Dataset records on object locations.
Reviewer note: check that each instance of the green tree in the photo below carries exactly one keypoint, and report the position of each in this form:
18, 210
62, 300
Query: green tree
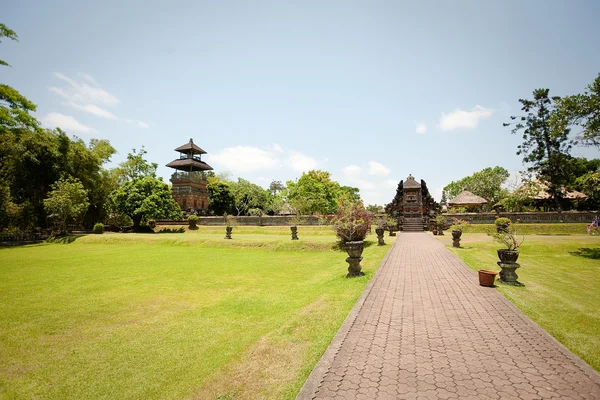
249, 196
276, 187
136, 166
314, 192
144, 198
67, 201
581, 110
221, 200
545, 145
349, 193
486, 183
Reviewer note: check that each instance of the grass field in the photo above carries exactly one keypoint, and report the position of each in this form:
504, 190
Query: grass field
168, 316
562, 285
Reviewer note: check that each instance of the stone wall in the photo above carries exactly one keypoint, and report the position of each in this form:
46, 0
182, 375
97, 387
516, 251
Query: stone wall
279, 220
527, 217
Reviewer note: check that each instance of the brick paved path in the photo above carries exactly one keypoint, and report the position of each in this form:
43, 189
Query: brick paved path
425, 329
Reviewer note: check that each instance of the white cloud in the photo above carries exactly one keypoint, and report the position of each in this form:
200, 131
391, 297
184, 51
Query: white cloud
301, 163
352, 170
81, 92
378, 169
240, 159
390, 183
464, 119
363, 184
277, 148
93, 109
64, 122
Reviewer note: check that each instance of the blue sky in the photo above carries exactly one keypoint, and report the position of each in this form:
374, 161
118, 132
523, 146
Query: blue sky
367, 90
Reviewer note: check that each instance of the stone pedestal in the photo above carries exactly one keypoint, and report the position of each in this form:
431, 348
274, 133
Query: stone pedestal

Objective. Please repeat all of the items above word for word, omitting the pictures.

Full answer.
Reviewer note: check that each instance of the green tree in the photo below carries exactly one keypoint, and report the position of each in this form:
18, 210
62, 300
Query: green tree
249, 196
276, 187
136, 166
314, 192
144, 198
67, 201
581, 110
221, 200
545, 145
349, 193
486, 183
Reviewer note: check that each instance of the grass field in the photo above carries exactly one keypoint, and report the position of each in this form:
504, 190
Query: grass field
168, 316
562, 285
Reviewer note: check that each instance of the stone wall in the photo above carries exactly one keypoint, and report the position of each in this form:
46, 0
182, 375
97, 387
516, 251
Query: stone wall
279, 220
527, 217
Reviewer note: check that each instance of the brick paved path in the photo above carries exactly one keypoint, and report the position of each in this form:
43, 189
Query: brick paved path
425, 329
Reviewer note: check that each instance of the white cloud in the photo above carries exactly one keypoint, and report the position of each in this form:
200, 131
391, 297
184, 51
Query: white cloud
301, 163
352, 170
81, 92
378, 169
240, 159
390, 183
464, 119
363, 184
277, 148
93, 109
64, 122
Reviewer note: check that each instance of the blue sky in the photo above carries exactly one keypoint, and report the position of each in this form:
374, 161
118, 132
523, 146
Query: blue sky
367, 90
Reviewer note: check that each instance of the stone pedestal in the photo above carries exactly one keypoint, and report the position of each in this form:
431, 348
274, 133
Query: stone pedestal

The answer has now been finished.